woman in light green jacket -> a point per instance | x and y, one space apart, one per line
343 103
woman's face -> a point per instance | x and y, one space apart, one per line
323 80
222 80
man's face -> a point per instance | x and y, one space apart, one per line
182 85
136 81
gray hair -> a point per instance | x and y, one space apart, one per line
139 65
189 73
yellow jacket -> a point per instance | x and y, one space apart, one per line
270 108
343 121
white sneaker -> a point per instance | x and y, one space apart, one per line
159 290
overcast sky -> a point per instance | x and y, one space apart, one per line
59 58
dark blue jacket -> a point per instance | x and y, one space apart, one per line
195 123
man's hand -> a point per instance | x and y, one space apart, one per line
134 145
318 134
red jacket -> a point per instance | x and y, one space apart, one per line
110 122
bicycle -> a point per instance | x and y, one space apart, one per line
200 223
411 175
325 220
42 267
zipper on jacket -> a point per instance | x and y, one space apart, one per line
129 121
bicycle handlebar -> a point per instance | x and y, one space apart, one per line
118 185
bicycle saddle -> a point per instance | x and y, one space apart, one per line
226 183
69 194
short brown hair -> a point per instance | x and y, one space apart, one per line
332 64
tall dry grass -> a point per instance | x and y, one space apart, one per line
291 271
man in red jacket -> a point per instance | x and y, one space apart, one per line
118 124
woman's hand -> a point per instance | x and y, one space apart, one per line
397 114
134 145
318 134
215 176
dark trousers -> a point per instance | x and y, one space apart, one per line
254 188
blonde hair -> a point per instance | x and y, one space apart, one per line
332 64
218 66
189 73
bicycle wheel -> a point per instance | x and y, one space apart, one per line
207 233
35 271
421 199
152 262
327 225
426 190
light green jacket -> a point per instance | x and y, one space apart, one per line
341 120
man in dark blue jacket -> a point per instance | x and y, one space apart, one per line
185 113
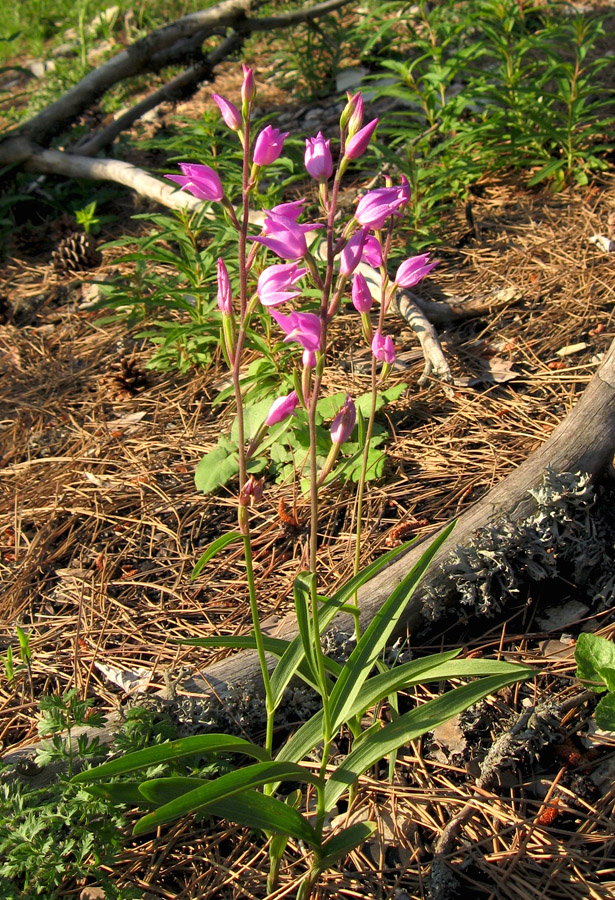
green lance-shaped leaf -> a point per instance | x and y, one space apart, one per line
163 790
418 671
410 726
343 843
161 753
219 544
374 639
595 658
230 785
290 654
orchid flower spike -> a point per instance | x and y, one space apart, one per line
230 113
282 408
344 422
276 282
413 270
318 159
202 181
268 145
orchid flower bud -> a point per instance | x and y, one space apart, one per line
230 113
282 408
375 207
309 359
304 328
362 299
349 109
383 349
357 145
275 283
268 145
372 252
412 270
350 256
248 90
202 181
251 492
318 160
344 422
356 119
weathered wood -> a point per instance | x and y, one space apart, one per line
584 441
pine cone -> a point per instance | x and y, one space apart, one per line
75 253
129 375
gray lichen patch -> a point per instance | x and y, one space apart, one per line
562 534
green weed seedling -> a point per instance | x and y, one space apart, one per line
595 659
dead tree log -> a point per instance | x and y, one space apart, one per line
177 42
583 442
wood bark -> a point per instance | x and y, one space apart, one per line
584 441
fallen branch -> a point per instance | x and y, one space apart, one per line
436 365
583 442
530 732
163 47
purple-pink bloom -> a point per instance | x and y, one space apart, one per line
304 328
350 256
291 210
375 207
200 180
275 283
318 160
356 119
362 299
372 252
412 270
247 88
382 348
268 145
284 237
344 422
282 408
230 113
225 296
357 145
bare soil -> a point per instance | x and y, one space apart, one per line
100 526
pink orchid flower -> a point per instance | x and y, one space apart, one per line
358 143
304 328
282 408
344 422
202 181
225 297
318 159
268 145
275 283
412 270
362 299
230 113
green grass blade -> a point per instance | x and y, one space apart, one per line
163 790
373 640
161 753
256 810
221 788
410 726
219 544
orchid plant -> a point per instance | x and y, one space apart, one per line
347 692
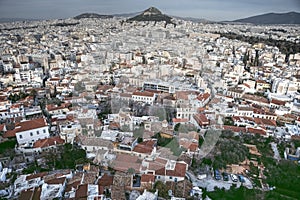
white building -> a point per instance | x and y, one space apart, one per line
27 132
146 97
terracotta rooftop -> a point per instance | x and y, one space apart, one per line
146 178
146 94
47 142
31 124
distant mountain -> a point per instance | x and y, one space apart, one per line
93 15
151 14
193 19
273 18
4 20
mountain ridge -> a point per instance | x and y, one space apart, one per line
151 14
272 18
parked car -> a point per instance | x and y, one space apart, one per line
234 178
225 176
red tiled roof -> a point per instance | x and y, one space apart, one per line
147 178
278 102
179 170
37 175
201 119
56 181
256 131
31 124
82 191
235 128
145 147
203 97
10 134
178 120
106 180
145 94
47 142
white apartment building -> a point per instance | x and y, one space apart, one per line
27 132
146 97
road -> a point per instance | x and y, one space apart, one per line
210 183
275 150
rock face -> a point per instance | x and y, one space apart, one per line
273 18
151 14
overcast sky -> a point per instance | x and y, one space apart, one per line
217 10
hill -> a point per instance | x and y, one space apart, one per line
273 18
151 14
93 15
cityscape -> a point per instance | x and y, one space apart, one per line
149 106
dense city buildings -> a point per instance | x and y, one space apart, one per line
105 108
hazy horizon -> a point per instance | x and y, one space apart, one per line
215 10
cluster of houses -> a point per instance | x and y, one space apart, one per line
111 91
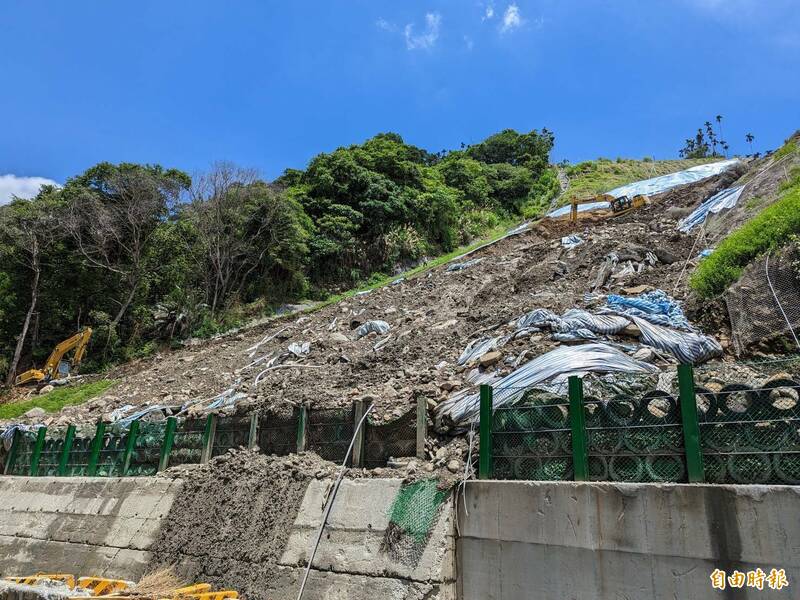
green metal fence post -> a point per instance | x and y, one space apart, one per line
252 436
485 434
691 428
97 446
12 453
302 419
359 408
63 460
577 420
209 433
37 451
130 445
166 446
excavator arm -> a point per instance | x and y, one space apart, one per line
78 342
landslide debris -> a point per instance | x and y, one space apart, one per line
322 359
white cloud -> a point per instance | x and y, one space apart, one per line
382 23
512 19
22 187
427 39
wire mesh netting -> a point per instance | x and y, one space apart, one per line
635 438
51 454
231 432
23 452
277 432
387 440
533 439
763 305
750 421
110 462
412 516
80 451
187 445
147 449
329 432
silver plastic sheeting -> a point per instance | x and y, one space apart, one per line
656 306
477 348
657 185
379 327
718 202
688 347
465 265
299 348
589 206
461 408
572 321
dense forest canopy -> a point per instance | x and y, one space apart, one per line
146 254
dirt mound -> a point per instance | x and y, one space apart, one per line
432 317
230 524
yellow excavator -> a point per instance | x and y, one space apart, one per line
55 365
619 206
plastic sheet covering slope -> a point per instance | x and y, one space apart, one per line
688 347
572 321
564 210
656 306
379 327
656 185
562 362
716 203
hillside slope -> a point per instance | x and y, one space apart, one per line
432 318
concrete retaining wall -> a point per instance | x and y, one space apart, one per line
351 562
527 540
87 526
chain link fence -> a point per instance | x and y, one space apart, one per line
635 437
277 432
763 305
750 421
139 450
187 444
533 439
230 433
329 432
391 439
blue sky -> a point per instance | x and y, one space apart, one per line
270 84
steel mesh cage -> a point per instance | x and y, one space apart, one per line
187 444
277 432
231 432
635 437
23 453
389 439
80 451
147 449
532 439
750 428
330 431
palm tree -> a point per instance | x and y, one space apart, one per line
749 138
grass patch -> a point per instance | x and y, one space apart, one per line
594 177
769 230
492 235
57 399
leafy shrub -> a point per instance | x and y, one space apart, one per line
769 230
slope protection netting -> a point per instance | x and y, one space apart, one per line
763 305
412 516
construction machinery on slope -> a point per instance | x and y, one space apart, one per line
619 206
56 366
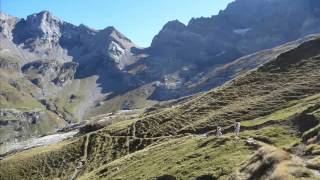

******

### Task prompt
List every line in the rows above that contains the word "wood".

### The response
weathered wood -> a point per instance | x and y, one space apart, one per line
wood bark -> a point per instance | x and y, one space apart, one per line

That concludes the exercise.